## Stated exercise A
In the integration polling proposal, what architecture is the existing plugin-based integration system being combined with?
## Stated exercise B
Carry on writing the integration polling proposal from its last sentence.

━━━ Source excerpt

Skip to main content

Integration Polling System Proposal (Revised)

Overview

This proposal integrates the existing plugin-based integration system (src/integration/*) with a Bull queue + Cron scheduler architecture for background polling and task processing.

Key Insight: Task-Based Architecture

The existing integration system uses a task-based pattern where integrations can spawn recursive tasks:

// Gmail example:
runTask({ type: 'getEmailList' })
Returns: {
output: [], // No output yet
tasks: [
{ type: 'downloadEmail', payload: { emailId: 'msg-1' } },
{ type: 'downloadEmail', payload: { emailId: 'msg-2' } },
{ type: 'getEmailList', payload: { pageToken: 'next-page' } }
]
}

This is perfect for queue-based processing because tasks spawn more tasks, creating a self-expanding work queue!

━━━━━━
━━━ Listing

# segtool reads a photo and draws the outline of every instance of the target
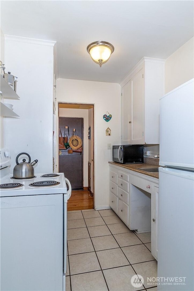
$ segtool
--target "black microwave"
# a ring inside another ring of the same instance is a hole
[[[143,146],[138,144],[113,146],[112,161],[121,164],[143,163]]]

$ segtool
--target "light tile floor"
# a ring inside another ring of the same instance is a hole
[[[156,277],[151,233],[137,234],[112,209],[69,211],[66,291],[156,291],[147,277]],[[143,286],[133,286],[139,274]]]

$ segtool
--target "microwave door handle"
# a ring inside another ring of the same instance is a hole
[[[119,149],[118,150],[118,158],[119,159],[119,161],[120,163],[121,162],[121,160],[120,160],[120,158],[119,157],[119,151],[120,149],[121,148],[121,146],[119,146]]]

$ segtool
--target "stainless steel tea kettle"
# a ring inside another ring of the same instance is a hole
[[[22,154],[25,154],[29,158],[28,162],[26,162],[25,159],[23,159],[22,163],[18,162],[18,158]],[[13,178],[15,179],[25,179],[32,178],[34,176],[34,170],[33,166],[38,162],[38,160],[35,160],[30,164],[31,158],[28,154],[21,153],[16,157],[16,165],[13,169]]]

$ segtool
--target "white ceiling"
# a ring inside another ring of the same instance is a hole
[[[119,83],[143,57],[166,59],[193,36],[192,1],[2,1],[5,34],[55,41],[58,78]],[[115,51],[102,67],[86,51]]]

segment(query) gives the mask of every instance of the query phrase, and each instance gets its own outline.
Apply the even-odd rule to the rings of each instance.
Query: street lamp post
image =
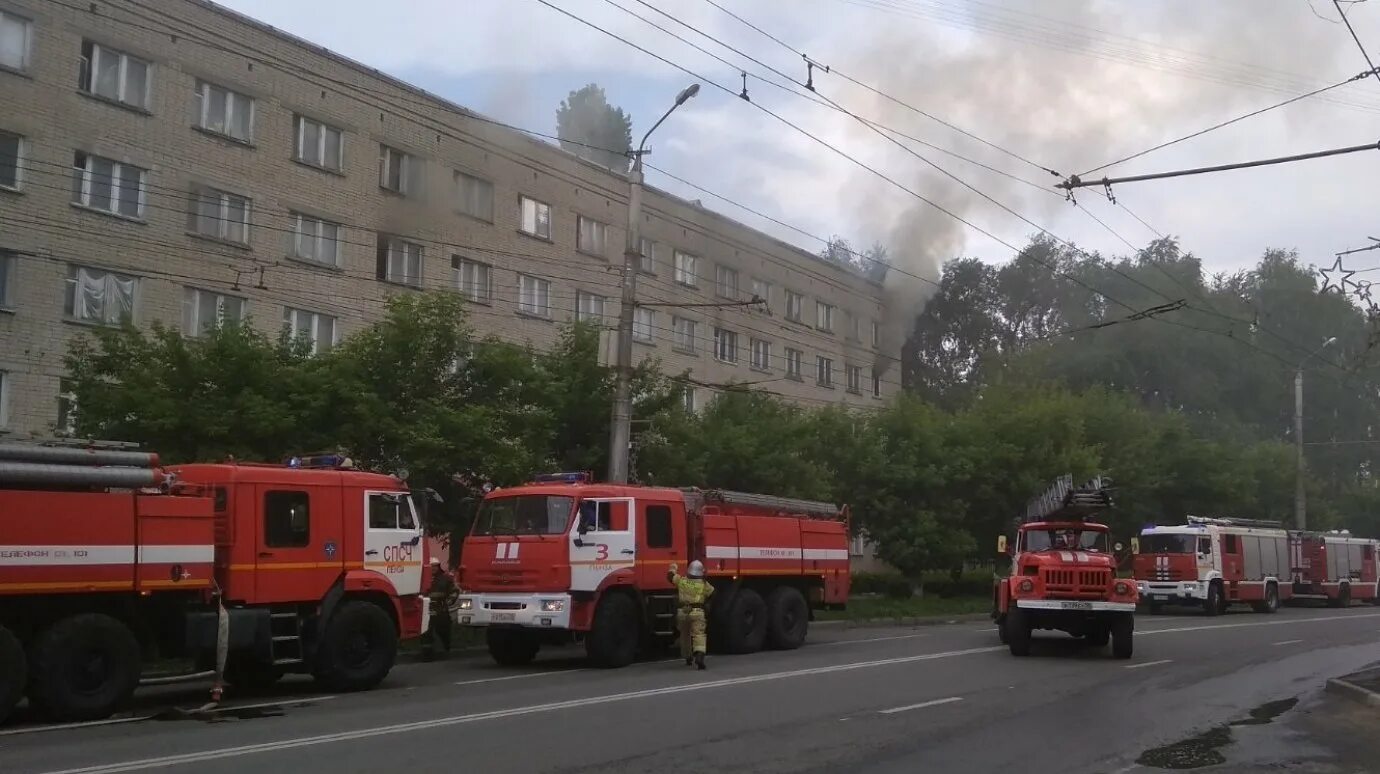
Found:
[[[1303,486],[1305,470],[1303,459],[1303,367],[1308,363],[1308,360],[1321,355],[1323,349],[1328,349],[1336,341],[1337,337],[1329,337],[1328,341],[1322,342],[1322,346],[1300,360],[1299,367],[1294,370],[1294,450],[1297,453],[1299,465],[1294,472],[1294,527],[1300,530],[1308,528],[1307,502]]]
[[[647,152],[651,132],[696,94],[700,94],[698,83],[678,94],[675,105],[651,124],[632,152],[632,171],[628,174],[628,244],[622,251],[622,305],[618,309],[618,368],[613,426],[609,430],[609,480],[615,484],[628,483],[628,446],[632,440],[632,320],[638,309],[638,262],[642,257],[642,156]]]

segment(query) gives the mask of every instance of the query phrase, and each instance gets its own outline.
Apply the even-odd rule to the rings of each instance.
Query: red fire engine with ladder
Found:
[[[760,494],[538,476],[482,501],[461,550],[457,621],[486,628],[500,664],[582,640],[602,666],[675,636],[675,563],[704,562],[709,647],[753,653],[805,642],[811,610],[849,595],[849,512]]]
[[[1058,629],[1094,647],[1111,640],[1114,657],[1132,657],[1136,584],[1116,578],[1114,549],[1122,546],[1089,520],[1111,506],[1110,479],[1075,487],[1072,476],[1025,506],[1012,573],[992,592],[992,619],[1012,655],[1029,655],[1035,629]],[[996,550],[1007,553],[1006,535]]]
[[[0,719],[25,695],[106,717],[153,658],[197,664],[213,701],[286,672],[371,688],[422,632],[428,501],[399,477],[130,448],[0,443]]]

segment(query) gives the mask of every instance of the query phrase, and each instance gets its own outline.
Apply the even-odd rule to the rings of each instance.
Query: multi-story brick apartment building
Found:
[[[701,181],[705,182],[705,181]],[[62,430],[90,326],[290,326],[328,348],[450,288],[542,346],[617,317],[625,177],[203,0],[0,0],[0,429]],[[875,404],[882,288],[656,189],[636,356]],[[889,342],[894,348],[894,342]],[[691,388],[696,407],[711,389]]]

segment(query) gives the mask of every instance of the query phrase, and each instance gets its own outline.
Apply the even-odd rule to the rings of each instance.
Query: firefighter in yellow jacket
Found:
[[[676,631],[680,632],[680,655],[686,666],[696,664],[704,669],[704,654],[708,650],[704,607],[713,596],[713,586],[704,579],[704,564],[690,563],[687,578],[676,574],[676,566],[667,570],[667,579],[676,588]]]

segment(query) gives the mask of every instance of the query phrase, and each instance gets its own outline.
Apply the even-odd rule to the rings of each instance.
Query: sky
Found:
[[[1380,152],[1129,182],[1115,203],[1101,188],[1076,204],[1052,188],[1052,171],[1082,174],[1363,72],[1333,0],[395,0],[388,12],[375,0],[218,1],[548,134],[586,83],[633,116],[635,141],[700,83],[647,161],[799,232],[654,170],[650,185],[810,251],[831,235],[882,244],[922,276],[960,255],[1007,261],[1041,230],[1103,255],[1169,235],[1209,272],[1248,269],[1267,248],[1330,265],[1380,236]],[[1341,8],[1380,62],[1380,0]],[[806,80],[802,54],[831,70],[814,70],[814,95],[789,83]],[[751,103],[737,97],[744,70]],[[1376,142],[1376,113],[1369,77],[1090,177]],[[1380,251],[1347,265],[1380,268]]]

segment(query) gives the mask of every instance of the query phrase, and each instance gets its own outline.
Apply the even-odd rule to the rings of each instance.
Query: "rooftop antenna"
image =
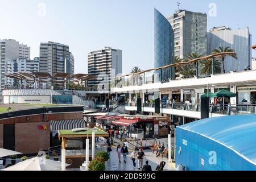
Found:
[[[180,11],[180,2],[179,1],[177,2],[177,4],[178,6],[178,11]]]

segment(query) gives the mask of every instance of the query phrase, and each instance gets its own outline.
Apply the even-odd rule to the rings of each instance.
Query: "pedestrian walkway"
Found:
[[[138,151],[137,151],[138,153]],[[174,164],[168,162],[168,159],[164,157],[163,160],[162,157],[156,157],[156,155],[153,154],[152,151],[147,150],[144,150],[145,157],[144,158],[143,165],[145,162],[148,160],[149,164],[151,166],[152,169],[155,171],[155,168],[162,160],[166,162],[164,171],[175,171]],[[133,161],[130,159],[130,155],[131,151],[129,151],[129,154],[127,156],[126,163],[123,162],[123,156],[121,155],[121,163],[118,162],[118,156],[115,147],[112,147],[112,152],[111,152],[110,159],[106,162],[106,171],[139,171],[138,169],[138,161],[136,162],[136,168],[133,168]]]

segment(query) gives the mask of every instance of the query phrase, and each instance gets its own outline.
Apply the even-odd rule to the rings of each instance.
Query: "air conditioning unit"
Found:
[[[86,131],[86,129],[73,129],[72,130],[72,132],[76,133],[76,132],[81,132],[81,131]]]

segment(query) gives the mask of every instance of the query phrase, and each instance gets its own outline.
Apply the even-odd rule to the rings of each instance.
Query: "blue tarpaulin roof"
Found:
[[[214,140],[256,165],[256,115],[208,118],[179,127]]]

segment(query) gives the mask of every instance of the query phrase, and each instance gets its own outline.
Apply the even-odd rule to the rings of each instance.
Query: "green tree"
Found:
[[[197,52],[192,52],[187,55],[187,57],[188,59],[188,61],[189,61],[189,60],[191,60],[193,59],[197,59],[197,58],[200,58],[202,56],[203,56],[203,55],[200,54]],[[196,76],[198,76],[198,75],[199,75],[199,61],[195,61],[195,75]]]
[[[131,73],[137,73],[141,71],[141,68],[138,67],[134,67],[131,70]]]
[[[105,171],[105,162],[103,158],[96,158],[89,164],[89,171]]]
[[[182,61],[183,61],[183,60],[182,60],[182,59],[180,58],[180,56],[176,56],[174,57],[174,63],[181,63]],[[180,67],[179,66],[175,67],[174,68],[174,70],[175,70],[175,73],[179,73],[179,71],[180,71],[179,69],[180,69]]]
[[[233,55],[222,55],[220,56],[221,60],[222,63],[222,69],[223,69],[223,73],[226,73],[226,71],[225,70],[225,65],[224,65],[224,61],[226,59],[226,57],[227,56],[231,56],[236,59],[237,59],[237,55],[235,51],[233,49],[232,49],[230,47],[220,47],[217,49],[215,49],[213,51],[213,53],[225,53],[225,52],[234,52],[234,53]]]
[[[212,58],[201,60],[200,68],[201,74],[204,75],[210,75],[212,71]],[[221,72],[221,63],[218,60],[213,59],[214,65],[214,73],[220,73]]]

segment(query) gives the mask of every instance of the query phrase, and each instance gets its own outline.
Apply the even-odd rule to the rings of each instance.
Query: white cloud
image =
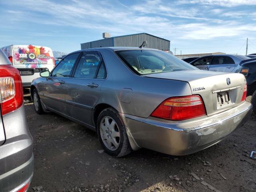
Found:
[[[182,3],[185,1],[209,4],[220,1],[182,1]],[[256,1],[250,2],[254,1]],[[188,10],[187,8],[181,8],[180,5],[164,4],[160,0],[140,1],[130,7],[116,1],[73,0],[61,3],[38,0],[37,3],[40,6],[35,6],[34,2],[33,0],[16,0],[9,3],[18,6],[22,10],[19,11],[29,12],[30,17],[33,18],[29,20],[30,22],[70,26],[74,30],[75,28],[86,28],[99,33],[108,31],[114,36],[146,32],[170,40],[206,40],[234,37],[256,31],[256,27],[252,24],[216,19],[214,14],[219,15],[222,12],[221,9],[213,9],[214,16],[206,17],[204,16],[210,17],[207,14],[208,10],[199,11],[196,6]],[[118,6],[115,6],[115,4]],[[228,12],[222,14],[229,16]],[[256,15],[255,16],[256,19]],[[18,19],[20,14],[13,14],[12,16]],[[188,19],[185,22],[184,19]]]
[[[236,7],[242,5],[255,5],[256,0],[181,0],[180,4],[198,4],[202,5],[216,5],[223,7]]]

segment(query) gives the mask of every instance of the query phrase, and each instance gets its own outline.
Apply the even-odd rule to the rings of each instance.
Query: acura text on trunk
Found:
[[[244,75],[199,70],[164,51],[102,48],[64,57],[31,87],[36,111],[96,131],[109,154],[175,155],[221,141],[250,116]]]

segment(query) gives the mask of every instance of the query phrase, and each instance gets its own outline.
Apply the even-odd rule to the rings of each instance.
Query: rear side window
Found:
[[[96,74],[96,78],[105,78],[106,71],[101,56],[97,52],[84,53],[76,68],[74,77],[94,78]]]
[[[164,51],[142,49],[123,50],[115,52],[138,75],[198,69]]]
[[[227,56],[214,56],[212,63],[212,65],[234,64],[234,60],[231,57]]]
[[[52,77],[70,77],[74,65],[80,53],[68,55],[62,60],[52,73]]]
[[[191,64],[194,66],[210,65],[212,58],[212,57],[204,57],[191,63]]]

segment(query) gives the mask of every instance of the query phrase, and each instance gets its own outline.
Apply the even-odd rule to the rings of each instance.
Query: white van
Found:
[[[52,50],[44,46],[10,45],[1,48],[12,66],[20,73],[24,88],[30,87],[33,79],[43,70],[51,71],[55,66]]]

━━━━━━

## Result A
A Bull queue + Cron scheduler architecture for background polling and task processing.

## Result B
Architecture Overview

┌─────────────────────────────────────────────────────────────────┐
│ NestJS Backend │
├─────────────────────────────────────────────────────────────────┤
│ │
│ ┌──────────────────┐ ┌──────────────────┐ │
│ │ Cron Scheduler │────────>│ Queue Producer │ │
│ │ (every 2 min) │ │ (create initial │ │
│ │ │ │ poll tasks) │ │
│ └──────────────────┘ └────────┬─────────┘ │
│ │ │
│ v │
│ ┌─────────────────┐ │
│ │ Bull Queue │ │
│ │ (Redis) │ │
│ │ "task-runner" │ │
│ └────────┬────────┘ │
│ │ │
│ v │
│ ┌──────────────────┐ ┌─────────────────┐ │
│ │ Task Processor │<──────│ Bull Workers │ │
│ │ (run one task) │ │ (pull jobs) │ │
│ └────────┬─────────┘ └─────────────────┘ │
│ │ │
│ │ Load Integration │
│ v │
│ ┌──────────────────────────────────┐ │
│ │ Integration Loader │ │
│ │ - Loads src/integration/* │ │
│ │ - Instantiates Integration │ │
│ │ - Calls integration.runTask() │ │
│ └────────┬─────────────────────────┘ │
│ │ │
│ v │
│ ┌──────────────────────────────────┐ │
│ │ Integration Plugins │ │
│ │ - hello-world/ │ │
│ │ - gmail/ │ │
│ │ - slack/ (future) │ │
│ └────────┬─────────────────────────┘ │
│ │ │
│ │ Returns: { output, tasks } │
│ v │
│ ┌──────────────────┐ ┌─────────────────┐ │
│ │ Save Output to │ │ Enqueue New │ │
│ │ Database │ │ Tasks to Queue │ │
│ │ (content table) │ │ (recursive!) │ │
│ └──────────────────┘ └─────────────────┘ │
│ │
│ ┌──────────────────────────────────────────────┐ │
│ │ PostgreSQL Database │ │
│ │ - user_integration (credentials, state) │ │
│ │ - user_integration_content (fetched data) | │
│ └──────────────────────────────────────────────┘ │
│ │
└─────────────────────────────────────────────────────────────────┘

Code Organization

backend/src/
├── integration/ # EXISTING: Plugin system
│ ├── _base/
│ │ ├── main.ts # BaseIntegration, BaseTask, etc.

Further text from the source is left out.